■ **COSA FARE**:
• a. Rispondi a queste domande sul testo sul VAR e gli arbitri:
(i) Da quale mese nascerà il problema vero, secondo il testo?
(ii) Come si intitola la regola 12 citata nel testo?
(iii) Chi andrebbe messo subito dietro le Tv, secondo il testo?
• b. Trascrivi la parte del testo sul VAR e gli arbitri compresa tra "Meglio ricordare che" e "ma solo psicologica.", estremi inclusi.
• c. Scrivi il seguito del testo sul VAR e gli arbitri, ripartendo dopo l'ultima frase.

■ **ESTRATTO DELLA PAGINA**:
########################################

L’attuale Var è soggettivo e talvolta anche ignorato: il vero problema la fiducia tra i direttori di gara, il bisogno profondo d’avere lo spirito tranquillo, condizione essenziale per un arbitraggio sereno. Il matrimonio tra VAR e arbitri va al di là dei dati di facciata snocciolati ad ogni conferenza di Rosetti, anche se nel computo di tante gare non sono consoni perché una partita di calcio non si gioca solo dentro le aree di rigore, dove non si fischia e applica la regola 12 su “Falli e Scorrettezze”. Il problema vero, come in tutti i campionati, nascerà dal mese di marzo dove gli errori conteranno il doppio. Chi va in campo penserà: “avverrà un accidente, se ne avrò uno, me la caverò come potrò, vorrei arbitrare in pace“.

Meglio ricordare che è arrivato il momento che l’Aia e Rizzoli davanti alla Tv non mandino più arbitri in attività e vogliosi di non perdere il treno di andare a dirigere in campi importanti, partite importanti per colpa del tubo catodico e del compagno in campo: sudditanza ma solo psicologica.

Occorre subito mettere dietro le Tv arbitri o commissari di campo usciti dal ruolo, con esperienza sul terreno di gioco,  invece che designazioni allucinogene di giovanotti in piena maturazione arbitrale o di arbitri arrivati, qualcuno dalla porta di servizio, in serie A e in serie B. Se il budget di ogni singolo arbitro diminuisse, pazienza, anche perché tutto succede in ogni giornata di campionato. Basta vedere le designazioni dove assistenti, quarto uomo e Avar arrivano dalla stessa regione della squadra prima nominata.

Altra soluzione potrebbe essere quella di mandare in campo arbitro e collega di cui si fida dietro la TV. Le famose terzine in campo del passato, sempre le stesse, che avevano dato risultati.

########################################

■ **DATI ARCHIVIATI**:
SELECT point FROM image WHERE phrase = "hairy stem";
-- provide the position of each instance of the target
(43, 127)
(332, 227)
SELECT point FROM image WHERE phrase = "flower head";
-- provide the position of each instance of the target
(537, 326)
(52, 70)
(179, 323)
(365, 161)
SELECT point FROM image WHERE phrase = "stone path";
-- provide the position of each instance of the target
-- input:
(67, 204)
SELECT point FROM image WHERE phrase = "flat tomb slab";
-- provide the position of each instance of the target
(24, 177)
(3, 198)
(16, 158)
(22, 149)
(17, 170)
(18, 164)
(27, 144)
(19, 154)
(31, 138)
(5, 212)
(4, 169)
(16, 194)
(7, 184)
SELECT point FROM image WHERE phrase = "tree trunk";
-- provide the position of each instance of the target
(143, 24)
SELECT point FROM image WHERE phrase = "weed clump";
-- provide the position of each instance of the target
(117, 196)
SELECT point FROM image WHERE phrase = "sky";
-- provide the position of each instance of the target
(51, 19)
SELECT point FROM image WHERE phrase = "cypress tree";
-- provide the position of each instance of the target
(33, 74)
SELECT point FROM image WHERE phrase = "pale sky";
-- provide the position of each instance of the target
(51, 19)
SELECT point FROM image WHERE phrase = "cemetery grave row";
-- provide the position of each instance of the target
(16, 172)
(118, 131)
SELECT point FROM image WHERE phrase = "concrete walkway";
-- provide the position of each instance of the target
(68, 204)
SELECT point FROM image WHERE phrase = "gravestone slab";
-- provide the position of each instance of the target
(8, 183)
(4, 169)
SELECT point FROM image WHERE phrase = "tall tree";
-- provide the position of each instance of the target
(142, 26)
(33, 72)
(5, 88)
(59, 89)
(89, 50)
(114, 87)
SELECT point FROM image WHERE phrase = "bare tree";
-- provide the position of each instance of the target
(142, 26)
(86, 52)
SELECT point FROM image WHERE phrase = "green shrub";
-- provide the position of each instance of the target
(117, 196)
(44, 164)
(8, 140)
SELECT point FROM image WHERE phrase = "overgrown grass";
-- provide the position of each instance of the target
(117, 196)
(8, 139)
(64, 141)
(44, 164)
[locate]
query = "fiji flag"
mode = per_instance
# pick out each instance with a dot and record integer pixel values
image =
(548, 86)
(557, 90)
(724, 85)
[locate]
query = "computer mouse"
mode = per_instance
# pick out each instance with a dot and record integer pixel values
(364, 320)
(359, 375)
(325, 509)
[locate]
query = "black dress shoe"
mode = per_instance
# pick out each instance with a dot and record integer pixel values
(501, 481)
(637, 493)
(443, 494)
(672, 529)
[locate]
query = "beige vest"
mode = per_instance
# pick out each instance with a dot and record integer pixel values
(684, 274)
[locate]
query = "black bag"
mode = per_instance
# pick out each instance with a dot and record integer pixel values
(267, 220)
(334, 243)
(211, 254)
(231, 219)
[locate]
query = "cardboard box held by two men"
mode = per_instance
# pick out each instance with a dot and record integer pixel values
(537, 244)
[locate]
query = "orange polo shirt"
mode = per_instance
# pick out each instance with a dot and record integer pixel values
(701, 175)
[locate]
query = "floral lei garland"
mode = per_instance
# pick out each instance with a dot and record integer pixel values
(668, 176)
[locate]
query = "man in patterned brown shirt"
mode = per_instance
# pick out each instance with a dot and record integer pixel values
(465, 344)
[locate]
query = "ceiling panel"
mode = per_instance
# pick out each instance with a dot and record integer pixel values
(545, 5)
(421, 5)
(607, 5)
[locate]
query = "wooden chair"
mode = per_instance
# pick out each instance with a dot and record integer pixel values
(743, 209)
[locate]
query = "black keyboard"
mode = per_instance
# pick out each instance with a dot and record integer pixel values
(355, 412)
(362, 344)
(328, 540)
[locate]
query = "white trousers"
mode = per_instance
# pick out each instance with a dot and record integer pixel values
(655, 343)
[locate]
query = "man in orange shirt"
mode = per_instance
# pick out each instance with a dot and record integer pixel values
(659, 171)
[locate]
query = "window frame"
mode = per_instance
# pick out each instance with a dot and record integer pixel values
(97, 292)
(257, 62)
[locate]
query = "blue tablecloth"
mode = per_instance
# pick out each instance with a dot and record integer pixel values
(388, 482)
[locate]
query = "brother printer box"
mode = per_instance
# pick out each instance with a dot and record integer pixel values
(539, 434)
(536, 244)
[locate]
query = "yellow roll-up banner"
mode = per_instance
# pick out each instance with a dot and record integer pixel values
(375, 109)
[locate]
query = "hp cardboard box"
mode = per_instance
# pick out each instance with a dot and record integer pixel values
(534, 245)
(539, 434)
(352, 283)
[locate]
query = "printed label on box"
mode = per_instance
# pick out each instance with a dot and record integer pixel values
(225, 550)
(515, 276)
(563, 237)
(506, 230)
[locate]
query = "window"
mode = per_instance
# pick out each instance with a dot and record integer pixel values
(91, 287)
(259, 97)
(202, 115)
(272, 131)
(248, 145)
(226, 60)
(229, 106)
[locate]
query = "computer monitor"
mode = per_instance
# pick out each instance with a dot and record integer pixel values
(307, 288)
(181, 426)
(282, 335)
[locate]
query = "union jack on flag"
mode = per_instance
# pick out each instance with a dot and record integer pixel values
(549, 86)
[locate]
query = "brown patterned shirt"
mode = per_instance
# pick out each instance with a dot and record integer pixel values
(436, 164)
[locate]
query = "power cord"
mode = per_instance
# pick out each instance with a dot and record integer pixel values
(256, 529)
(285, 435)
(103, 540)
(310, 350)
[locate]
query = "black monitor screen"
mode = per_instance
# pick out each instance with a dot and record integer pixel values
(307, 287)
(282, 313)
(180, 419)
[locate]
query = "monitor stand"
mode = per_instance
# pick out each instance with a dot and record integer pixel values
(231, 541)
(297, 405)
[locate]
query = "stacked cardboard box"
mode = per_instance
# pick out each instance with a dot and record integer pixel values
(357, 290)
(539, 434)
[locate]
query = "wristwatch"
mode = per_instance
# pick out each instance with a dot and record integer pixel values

########################################

■ **RISPOSTE ATTESE**:
• a.
(i) Dal mese di marzo.
(ii) "Falli e Scorrettezze".
(iii) Arbitri o commissari di campo usciti dal ruolo, con esperienza sul terreno di gioco.

• b.
Meglio ricordare che è arrivato il momento che l’Aia e Rizzoli davanti alla Tv non mandino più arbitri in attività e vogliosi di non perdere il treno di andare a dirigere in campi importanti, partite importanti per colpa del tubo catodico e del compagno in campo: sudditanza ma solo psicologica.

• c.
La soluzione di Nicchi di dare i voti partita per partita ad arbitro, assistenti e VAR per non ricadere in altro caso Gavilucci, non ha dato risultati. L’unico problema che sarà sempre di numeri quando si faranno i conteggi finali. Per sopperire a tutto, continuando a fare il Gattopardo, basta aumentare il voto a chi si vorrà far passare la prossima stagione in B e in A. In casa AIA si vocifera che il prossimo anno  potrebbe finire la classificazione tra arbitri di serie A e B, divisione assurda del 2010 di Nicchi e Collina che sta lasciando la categoria arbitrale in braghe di tela considerato che sono stati pochi i direttori di gara che hanno avuto la possibilità di crescere e di mettersi in evidenza.

Salvare il soldato VAR dagli arbitri? Il problema non può essere la tecnologia ma chi la utilizza e gli accordi che si prendono prima di una gara. Una volta i rigori non si segnalavano, ma si facevano capire al primo arbitro mettendosi la bandierina in mezzo alle gambe. Adesso l’assistente non conta nulla, il fuorigioco ormai è multimediale. Sono in campo solo per le rimesse laterali e calci d’angolo.

Il momento psicologico della classe arbitrale è difficile e complesso: “se assecondo la televisione, do ragione a chi dice che non contiamo più nulla. Se non la assecondo sbaglio di mio e mantengo una inopportuna, antiquata indipendenza di giudizio che non può più esserci dall’arrivo del VAR“.

Gli arbitri che vorranno fare strada hanno gli elementi da utilizzare: applicare il Regolamento e non fare i Ponzio Pilato ribaltando le parole “principi” che hanno scombussolato arbitri e tecnologia: “chiaro e evidente errore”. Nel dubbio, anche se non evidente e chiaro, è meglio andare davanti alla TV. Pazienza se le gare dureranno di più. Per sopperire a tutto ciò prossimamente discuteranno dell’orario effettivo di gara 60’. L’orologio si fermerà quando il pallone non rotola sul terreno di gioco.